● **Text block**:
····················

Semantic Search
Search a large corpus by meaning, not just keywords — with exact-match recall preserved.
Open the interactive version → diagrams, practice & moreRequirements
Functional
- Semantic + keyword retrieval
- Metadata + ACL filters
- Rerank top results
- Relevance feedback loop
Non-functional
- Low, predictable p99 latency
- Tunable recall vs cost
- Multi-tenant isolation
Scale
10M+ chunks, hundreds–thousands QPS
The approach
Chunk documents (256–512 tokens, slight overlap) and index each chunk two ways: a dense embedding in an ANN index (HNSW/IVF) and sparse terms in BM25. A query embeds once, runs both retrievers, and fuses the two ranked lists with Reciprocal Rank Fusion (RRF) — which needs no score calibration. Apply metadata/ACL filters during retrieval, then rerank the top ~50–200 candidates with a cross-encoder for final precision. Tune in this order: chunking → hybrid weight → reranker. Measure recall@k and nDCG against a judged set, never by eyeballing.
Key components
Chunker · embedding model · ANN/vector index (HNSW) · BM25 index · RRF fusion · cross-encoder reranker · metadata/ACL filter · eval harness
Numbers that matter
- Embeddings are 768–1536 dims ≈ 3–6 KB each. 10M chunks ≈ 30–60 GB raw; an HNSW index adds ~1.5–2× for graph links — budget RAM, not just disk.
- HNSW returns ~95–98% recall at ~1–5 ms/query; a cross-encoder reranking 100 candidates adds ~20–80 ms on GPU — it usually dominates p99.
- Hybrid + RRF typically lifts recall@10 by ~5–15 points over dense-only on mixed keyword/semantic traffic; reranking is often the single biggest precision win.
- Rerank 50–200 candidates, not 1000 — quality plateaus fast while latency grows linearly. Cache query embeddings; queries repeat more than you think.
Senior deep-dive
Hybrid (dense + sparse) is the production default, not an optimization — pure dense search silently misses exact IDs, error codes, and rare tokens.

····················

● **To-do list**:
**a)** In the semantic search text, which method combines the dense and BM25 ranked lists?
**b)** Write the next part of the semantic search text, starting after its final sentence.

● **Rows from a data collection**:
····················

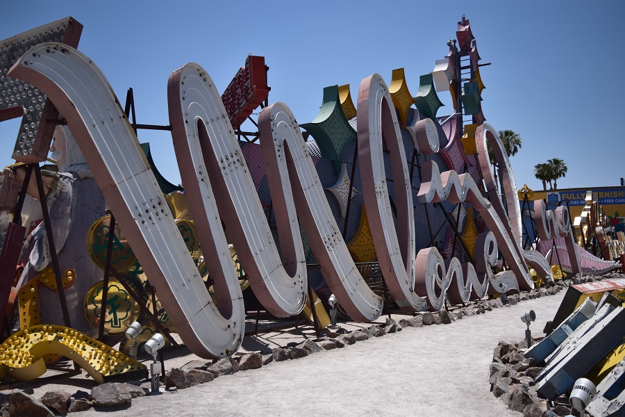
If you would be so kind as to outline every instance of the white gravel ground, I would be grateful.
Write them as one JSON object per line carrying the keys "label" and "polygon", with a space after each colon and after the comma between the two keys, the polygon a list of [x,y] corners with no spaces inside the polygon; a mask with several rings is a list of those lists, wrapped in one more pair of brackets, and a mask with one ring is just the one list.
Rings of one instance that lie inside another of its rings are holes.
{"label": "white gravel ground", "polygon": [[[492,350],[501,340],[515,342],[524,337],[525,325],[519,318],[530,309],[538,318],[533,333],[542,336],[545,322],[553,318],[565,292],[465,317],[448,325],[408,327],[342,349],[220,377],[175,393],[136,398],[131,407],[109,412],[116,417],[519,417],[490,392]],[[74,392],[76,389],[67,389]],[[92,409],[72,415],[101,417],[106,414]]]}

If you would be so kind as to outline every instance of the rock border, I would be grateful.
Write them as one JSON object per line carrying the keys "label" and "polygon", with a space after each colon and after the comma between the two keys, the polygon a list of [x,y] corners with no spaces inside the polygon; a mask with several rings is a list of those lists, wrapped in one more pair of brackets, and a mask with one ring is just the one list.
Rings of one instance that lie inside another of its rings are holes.
{"label": "rock border", "polygon": [[[572,284],[581,284],[611,278],[613,275],[622,277],[619,274],[582,278],[576,276],[570,280],[557,281],[555,285],[550,288],[542,287],[509,295],[506,297],[505,301],[501,298],[481,300],[470,302],[469,305],[451,311],[444,309],[437,312],[415,313],[412,317],[407,316],[399,322],[389,318],[383,324],[372,325],[365,329],[351,332],[339,329],[337,332],[331,332],[319,338],[306,339],[299,343],[291,343],[283,348],[273,349],[272,353],[268,354],[250,352],[212,361],[194,360],[180,368],[171,369],[167,373],[162,385],[164,385],[165,389],[170,393],[175,393],[178,389],[210,382],[219,377],[233,375],[240,371],[259,369],[272,362],[303,358],[323,350],[341,349],[369,338],[401,332],[406,327],[449,325],[465,317],[484,314],[493,309],[510,306],[522,301],[555,295],[563,288],[569,286],[569,281]],[[342,332],[340,332],[341,330]],[[538,400],[538,395],[535,395],[535,389],[532,388],[531,382],[533,380],[531,375],[535,372],[536,368],[529,360],[525,359],[524,357],[519,356],[519,350],[523,348],[524,343],[524,341],[511,345],[500,342],[495,348],[495,351],[499,350],[499,354],[493,355],[493,363],[490,366],[491,391],[496,397],[504,401],[507,400],[507,404],[512,404],[512,407],[514,408],[511,409],[517,409],[521,412],[528,411],[524,414],[524,416],[551,417],[560,415],[554,414],[554,411],[560,411],[558,407],[548,409],[546,400]],[[503,352],[505,353],[501,354]],[[530,382],[530,379],[532,381]],[[102,411],[112,411],[115,409],[131,407],[133,398],[145,396],[149,394],[149,382],[109,382],[94,387],[91,393],[83,391],[78,391],[72,395],[62,391],[47,391],[38,400],[32,396],[32,389],[15,389],[10,395],[0,394],[0,414],[2,417],[15,415],[15,411],[12,411],[16,410],[16,407],[28,407],[25,409],[29,410],[26,415],[47,417],[55,415],[65,416],[68,413],[85,411],[92,407]],[[514,394],[515,392],[517,393]],[[524,403],[526,403],[524,409],[519,409]],[[530,409],[532,414],[528,414]],[[545,414],[547,411],[551,414]]]}

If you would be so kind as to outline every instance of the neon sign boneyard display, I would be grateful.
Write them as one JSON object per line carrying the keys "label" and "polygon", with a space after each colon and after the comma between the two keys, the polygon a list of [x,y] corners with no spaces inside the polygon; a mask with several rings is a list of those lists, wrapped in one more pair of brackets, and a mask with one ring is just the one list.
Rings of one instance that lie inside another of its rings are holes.
{"label": "neon sign boneyard display", "polygon": [[[259,117],[260,146],[274,209],[281,219],[278,222],[281,259],[212,80],[195,64],[185,65],[169,78],[174,149],[203,252],[212,260],[209,272],[219,295],[213,303],[119,101],[91,60],[66,45],[42,44],[23,56],[9,75],[37,85],[67,120],[150,283],[194,353],[204,357],[232,354],[240,345],[244,331],[242,295],[220,218],[255,293],[274,315],[297,313],[304,304],[307,276],[298,218],[324,277],[349,315],[362,321],[380,315],[382,300],[358,272],[299,127],[284,104],[265,108]],[[511,167],[497,133],[487,124],[478,129],[476,138],[490,201],[481,196],[470,177],[455,171],[439,173],[431,161],[426,165],[419,193],[420,202],[468,201],[480,211],[491,231],[478,240],[475,267],[462,265],[453,258],[446,268],[433,247],[423,249],[415,256],[406,158],[397,115],[381,77],[375,74],[363,80],[358,101],[358,157],[365,205],[385,280],[400,306],[440,309],[448,290],[450,296],[467,300],[483,296],[490,282],[498,291],[533,288],[526,262],[543,279],[551,280],[544,257],[520,247],[520,214]],[[424,154],[438,151],[433,124],[424,120],[406,128],[415,145]],[[383,135],[391,152],[399,236],[385,184]],[[510,220],[489,170],[487,141],[505,167],[507,181],[503,182]],[[567,229],[567,224],[560,226]],[[493,275],[489,265],[494,264],[497,246],[511,270]],[[457,286],[451,285],[454,277]]]}

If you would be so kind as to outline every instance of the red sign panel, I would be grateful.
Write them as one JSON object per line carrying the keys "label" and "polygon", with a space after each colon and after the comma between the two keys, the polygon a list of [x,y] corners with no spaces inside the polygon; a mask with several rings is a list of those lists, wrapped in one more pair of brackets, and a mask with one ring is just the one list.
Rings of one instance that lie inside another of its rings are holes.
{"label": "red sign panel", "polygon": [[228,85],[222,101],[232,126],[237,129],[269,97],[264,56],[249,55]]}

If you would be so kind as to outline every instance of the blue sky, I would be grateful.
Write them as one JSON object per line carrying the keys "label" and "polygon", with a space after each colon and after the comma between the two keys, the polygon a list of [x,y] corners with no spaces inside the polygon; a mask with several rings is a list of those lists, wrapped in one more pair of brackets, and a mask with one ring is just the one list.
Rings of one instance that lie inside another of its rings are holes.
{"label": "blue sky", "polygon": [[[202,65],[222,92],[249,53],[270,67],[269,102],[283,101],[300,123],[312,121],[323,88],[362,79],[390,83],[403,67],[412,95],[419,76],[455,38],[466,15],[477,40],[487,122],[523,138],[512,158],[517,186],[542,189],[533,167],[553,157],[569,167],[560,188],[619,185],[625,177],[621,114],[625,2],[230,1],[17,2],[3,6],[0,39],[72,16],[84,25],[78,49],[104,73],[122,103],[134,90],[138,122],[167,124],[169,74]],[[149,6],[144,6],[149,4]],[[439,115],[449,114],[447,104]],[[19,121],[0,124],[0,163],[10,155]],[[140,131],[159,170],[178,183],[171,136]]]}

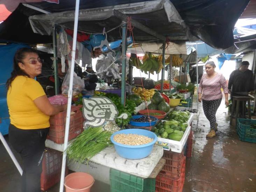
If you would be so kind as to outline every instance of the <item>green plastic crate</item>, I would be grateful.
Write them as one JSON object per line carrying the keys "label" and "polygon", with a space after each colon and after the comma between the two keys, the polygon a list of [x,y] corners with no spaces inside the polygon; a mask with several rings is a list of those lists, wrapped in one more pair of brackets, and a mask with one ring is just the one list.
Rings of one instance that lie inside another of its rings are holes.
{"label": "green plastic crate", "polygon": [[110,169],[111,192],[154,192],[156,179],[143,179],[113,169]]}
{"label": "green plastic crate", "polygon": [[236,130],[241,141],[256,143],[256,129],[251,128],[251,124],[256,125],[256,120],[238,118]]}

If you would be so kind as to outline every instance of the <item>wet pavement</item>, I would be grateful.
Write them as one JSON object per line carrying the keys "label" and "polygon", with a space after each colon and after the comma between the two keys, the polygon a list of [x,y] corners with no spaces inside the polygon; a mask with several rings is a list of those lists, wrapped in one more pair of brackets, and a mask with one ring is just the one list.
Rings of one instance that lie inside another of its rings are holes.
{"label": "wet pavement", "polygon": [[[194,108],[197,107],[196,97]],[[234,127],[229,126],[228,109],[225,108],[223,100],[217,112],[216,136],[207,139],[209,123],[201,103],[199,109],[200,120],[192,122],[192,156],[186,160],[183,191],[256,191],[256,144],[239,140]],[[5,137],[8,142],[8,136]],[[0,192],[20,192],[21,177],[1,142],[0,154]],[[21,163],[20,157],[14,155]],[[55,185],[48,192],[59,191],[59,186]]]}
{"label": "wet pavement", "polygon": [[200,120],[192,122],[192,156],[186,161],[183,191],[256,191],[256,144],[239,140],[235,121],[229,126],[224,99],[216,114],[216,136],[206,138],[209,123],[201,103],[199,108]]}

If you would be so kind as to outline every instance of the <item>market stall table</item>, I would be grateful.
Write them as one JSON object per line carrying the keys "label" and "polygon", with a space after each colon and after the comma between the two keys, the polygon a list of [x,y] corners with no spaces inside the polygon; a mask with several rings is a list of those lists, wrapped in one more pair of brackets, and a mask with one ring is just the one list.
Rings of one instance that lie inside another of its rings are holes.
{"label": "market stall table", "polygon": [[[74,140],[69,141],[68,145]],[[48,140],[45,141],[45,145],[60,151],[63,150],[64,144],[57,144]],[[155,145],[150,155],[145,158],[131,160],[120,157],[113,146],[108,147],[92,157],[88,162],[80,163],[70,161],[68,166],[69,169],[73,171],[89,172],[96,180],[109,185],[111,168],[147,178],[152,173],[163,154],[163,148]]]}

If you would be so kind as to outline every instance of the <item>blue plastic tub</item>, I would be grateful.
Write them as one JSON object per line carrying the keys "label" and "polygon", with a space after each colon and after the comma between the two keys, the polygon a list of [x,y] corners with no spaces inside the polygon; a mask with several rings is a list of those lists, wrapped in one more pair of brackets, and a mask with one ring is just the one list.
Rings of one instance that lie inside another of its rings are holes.
{"label": "blue plastic tub", "polygon": [[97,90],[98,91],[101,92],[104,92],[106,93],[110,93],[113,94],[116,94],[119,96],[121,97],[121,89],[106,89],[105,90]]}
{"label": "blue plastic tub", "polygon": [[[140,145],[123,145],[114,141],[114,136],[118,134],[137,134],[144,135],[154,139],[152,142]],[[157,141],[157,136],[152,132],[140,129],[124,129],[113,133],[110,138],[114,144],[116,151],[121,157],[130,159],[138,159],[144,158],[150,155],[154,144]]]}
{"label": "blue plastic tub", "polygon": [[86,99],[89,99],[91,97],[93,97],[93,95],[83,95],[83,97],[86,98]]}
{"label": "blue plastic tub", "polygon": [[158,121],[158,119],[157,118],[150,116],[150,117],[155,118],[156,119],[153,121],[151,121],[151,123],[149,122],[140,122],[133,121],[133,119],[138,119],[142,116],[146,116],[147,115],[133,115],[131,119],[129,122],[129,125],[137,127],[150,127],[150,126],[154,126]]}

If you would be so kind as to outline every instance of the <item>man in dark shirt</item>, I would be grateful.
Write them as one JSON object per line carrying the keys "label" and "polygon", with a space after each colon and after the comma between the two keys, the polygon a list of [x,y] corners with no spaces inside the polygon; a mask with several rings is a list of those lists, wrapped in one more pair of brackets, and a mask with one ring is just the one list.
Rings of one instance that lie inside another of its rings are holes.
{"label": "man in dark shirt", "polygon": [[247,96],[254,90],[254,80],[253,71],[248,69],[249,62],[244,61],[239,69],[233,71],[230,75],[228,88],[234,96]]}

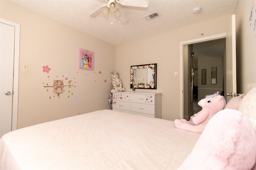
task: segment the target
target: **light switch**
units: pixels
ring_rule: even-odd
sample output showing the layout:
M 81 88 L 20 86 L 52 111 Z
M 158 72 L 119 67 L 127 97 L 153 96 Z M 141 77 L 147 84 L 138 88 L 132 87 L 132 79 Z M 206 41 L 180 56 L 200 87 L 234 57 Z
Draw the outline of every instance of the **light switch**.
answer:
M 23 65 L 22 66 L 22 71 L 23 72 L 28 72 L 28 66 Z

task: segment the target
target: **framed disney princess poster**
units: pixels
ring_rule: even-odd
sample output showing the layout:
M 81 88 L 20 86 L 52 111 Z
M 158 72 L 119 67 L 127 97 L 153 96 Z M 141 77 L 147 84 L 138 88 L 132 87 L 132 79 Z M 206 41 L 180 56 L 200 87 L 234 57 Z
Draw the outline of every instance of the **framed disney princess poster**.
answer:
M 93 52 L 79 49 L 79 68 L 93 70 Z

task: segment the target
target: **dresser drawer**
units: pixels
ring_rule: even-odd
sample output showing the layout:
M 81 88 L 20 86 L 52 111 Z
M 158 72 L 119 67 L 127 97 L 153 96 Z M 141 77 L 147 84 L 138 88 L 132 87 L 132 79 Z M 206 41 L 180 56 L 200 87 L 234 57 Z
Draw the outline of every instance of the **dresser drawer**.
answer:
M 132 103 L 131 111 L 132 112 L 154 115 L 155 106 L 149 104 Z
M 155 96 L 150 94 L 132 94 L 132 102 L 148 104 L 155 104 Z
M 112 94 L 113 100 L 131 102 L 131 94 L 127 93 L 115 93 Z
M 131 103 L 126 102 L 113 101 L 113 109 L 120 110 L 130 111 Z

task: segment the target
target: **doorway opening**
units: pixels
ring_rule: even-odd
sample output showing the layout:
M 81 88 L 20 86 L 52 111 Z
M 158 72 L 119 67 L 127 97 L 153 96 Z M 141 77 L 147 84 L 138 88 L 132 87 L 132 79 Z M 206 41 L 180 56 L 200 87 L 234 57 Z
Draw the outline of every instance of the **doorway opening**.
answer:
M 198 84 L 197 84 L 198 85 L 197 86 L 198 91 L 197 91 L 197 93 L 196 93 L 196 94 L 195 94 L 195 93 L 191 93 L 191 90 L 190 89 L 186 89 L 188 88 L 190 88 L 190 86 L 188 86 L 188 84 L 185 83 L 185 82 L 186 81 L 186 80 L 184 79 L 184 78 L 186 78 L 189 77 L 189 75 L 188 75 L 188 74 L 187 73 L 187 72 L 185 72 L 184 70 L 186 69 L 188 70 L 188 69 L 189 69 L 188 68 L 189 68 L 189 66 L 190 67 L 190 66 L 189 66 L 188 65 L 188 62 L 187 62 L 188 61 L 186 60 L 188 59 L 187 59 L 188 57 L 190 57 L 191 54 L 190 54 L 190 53 L 188 54 L 188 55 L 189 56 L 187 57 L 186 58 L 184 56 L 185 53 L 184 51 L 185 46 L 186 45 L 192 45 L 195 46 L 195 51 L 193 51 L 194 54 L 193 55 L 193 57 L 194 57 L 196 55 L 196 49 L 198 48 L 198 47 L 197 47 L 197 46 L 200 47 L 200 46 L 205 45 L 206 45 L 206 47 L 207 47 L 207 43 L 214 43 L 215 42 L 214 41 L 215 41 L 215 40 L 223 41 L 223 39 L 224 39 L 224 42 L 225 42 L 226 37 L 226 33 L 223 33 L 223 34 L 218 34 L 218 35 L 214 35 L 209 36 L 209 37 L 202 37 L 202 38 L 199 38 L 197 39 L 190 40 L 189 40 L 186 41 L 183 41 L 180 43 L 180 63 L 181 65 L 180 67 L 180 72 L 181 73 L 180 83 L 180 84 L 182 84 L 182 88 L 181 88 L 181 91 L 180 93 L 181 96 L 180 98 L 180 103 L 182 104 L 181 104 L 181 106 L 180 107 L 180 117 L 181 119 L 183 118 L 183 119 L 186 119 L 189 120 L 189 118 L 190 117 L 190 116 L 193 115 L 193 114 L 194 114 L 194 107 L 193 106 L 193 104 L 194 103 L 194 100 L 195 101 L 195 103 L 196 102 L 196 104 L 197 105 L 197 102 L 196 102 L 196 101 L 197 101 L 198 102 L 198 101 L 200 100 L 201 99 L 204 98 L 204 97 L 205 96 L 205 95 L 204 96 L 204 97 L 203 98 L 202 98 L 201 97 L 201 96 L 202 96 L 202 94 L 200 92 L 199 92 L 198 90 L 210 90 L 210 91 L 211 90 L 212 91 L 216 91 L 216 90 L 217 90 L 218 91 L 220 91 L 220 93 L 221 92 L 222 92 L 222 89 L 224 89 L 224 88 L 222 88 L 222 86 L 223 86 L 224 85 L 224 83 L 221 83 L 221 87 L 220 88 L 212 88 L 210 87 L 204 87 L 204 88 L 201 87 L 201 89 L 200 89 L 200 88 L 199 89 L 199 88 L 198 87 Z M 222 39 L 222 40 L 220 40 L 221 39 Z M 211 42 L 211 41 L 212 41 L 212 42 Z M 224 43 L 224 45 L 225 46 L 226 45 L 225 43 Z M 203 48 L 205 48 L 206 47 L 203 47 Z M 201 48 L 200 49 L 202 49 Z M 223 51 L 224 51 L 224 53 L 225 53 L 225 51 L 226 51 L 225 49 L 223 49 Z M 199 53 L 200 53 L 199 51 L 198 51 L 198 53 L 199 54 Z M 225 57 L 225 55 L 226 55 L 225 53 L 222 55 L 222 61 L 223 61 L 223 58 Z M 223 64 L 221 64 L 221 68 L 220 67 L 220 68 L 221 68 L 221 70 L 222 69 L 222 70 L 223 70 L 224 72 L 224 71 L 225 69 L 223 69 L 222 68 L 223 68 L 224 66 L 225 65 L 225 63 L 224 63 L 224 61 L 222 62 Z M 195 63 L 196 63 L 196 62 L 195 61 Z M 204 65 L 203 64 L 203 65 Z M 197 67 L 197 68 L 196 67 Z M 198 82 L 198 81 L 201 81 L 201 78 L 198 77 L 198 72 L 200 72 L 200 73 L 201 73 L 201 72 L 202 71 L 202 70 L 201 70 L 202 67 L 200 67 L 198 68 L 198 66 L 192 67 L 192 70 L 193 70 L 193 76 L 192 79 L 194 79 L 194 81 L 197 81 Z M 209 72 L 208 73 L 210 74 L 210 70 L 208 70 L 208 72 Z M 182 73 L 183 73 L 183 74 L 182 74 Z M 195 73 L 196 73 L 196 73 L 198 74 L 198 76 L 197 77 L 196 77 L 196 75 L 195 75 Z M 224 74 L 225 73 L 223 73 L 222 75 L 224 75 Z M 201 76 L 201 74 L 200 74 L 200 76 Z M 220 75 L 220 76 L 222 76 Z M 221 78 L 221 77 L 220 77 L 220 78 Z M 198 78 L 197 80 L 196 80 L 197 78 Z M 188 81 L 188 82 L 189 82 L 190 81 Z M 189 82 L 190 83 L 190 82 Z M 207 82 L 207 83 L 208 82 Z M 209 83 L 208 83 L 208 84 L 210 85 L 209 84 Z M 193 85 L 194 86 L 193 87 L 194 88 L 192 88 L 192 89 L 194 89 L 195 88 L 196 88 L 196 87 L 194 87 L 195 86 L 195 84 L 193 84 Z M 215 91 L 214 92 L 216 92 Z M 191 94 L 190 94 L 190 94 L 192 94 L 192 95 L 193 95 L 192 96 L 193 101 L 190 102 L 189 102 L 190 101 L 190 96 L 191 95 Z M 214 92 L 213 93 L 214 93 Z M 210 94 L 211 93 L 210 93 L 207 94 L 208 95 L 208 94 Z M 194 96 L 194 95 L 195 95 Z M 195 98 L 194 100 L 194 97 L 195 97 L 194 98 Z M 187 102 L 187 101 L 188 101 L 188 102 Z M 189 105 L 190 105 L 190 106 L 189 106 Z M 192 106 L 191 105 L 192 105 Z M 190 108 L 191 107 L 192 108 L 192 110 L 191 111 L 189 110 L 189 109 L 188 109 L 189 107 L 190 107 Z M 202 109 L 202 108 L 198 108 L 197 109 L 197 110 L 196 111 L 199 111 L 201 110 L 201 109 Z M 191 109 L 190 109 L 190 110 L 191 110 Z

····················

● **Answers to the tasks**:
**a)** Reciprocal Rank Fusion (RRF).

**b)**
The rest is a precision-vs-latency budget: filter before ranking (post-filtering leaks across tenants), rerank only the top candidates (the biggest precision win, and your latency sink), and fix chunking before the prompt (it quietly decides recall).
None of it is tunable without a judged set — build one from clicks, then move one knob at a time against recall@k / nDCG.
Chunking is the hidden variable — fix it before the model
Fixed-size chunks split mid-sentence and mid-table; recursive splitting on structure (headings, paragraphs, code blocks) keeps ideas intact. "Late chunking" — embed the full document, then pool per chunk — lets each chunk inherit surrounding context and lifts recall on long docs. Overlap (~10–20%) trades index size for recall. When retrieval is bad, this is almost always the first thing to fix, not the prompt.
Hybrid is the default — but tune the fusion, not just the weights
RRF fuses the two ranked lists by rank, so it needs no score normalization and is robust across query types — the safe default. Weighted score fusion can beat it but is fragile unless you carefully normalize dense cosine and BM25 scores. The balance is traffic-dependent: lean sparse for codes, IDs, and jargon; lean dense for natural-language questions. Measure per query-type — an aggregate number hides that you're losing every exact-match query.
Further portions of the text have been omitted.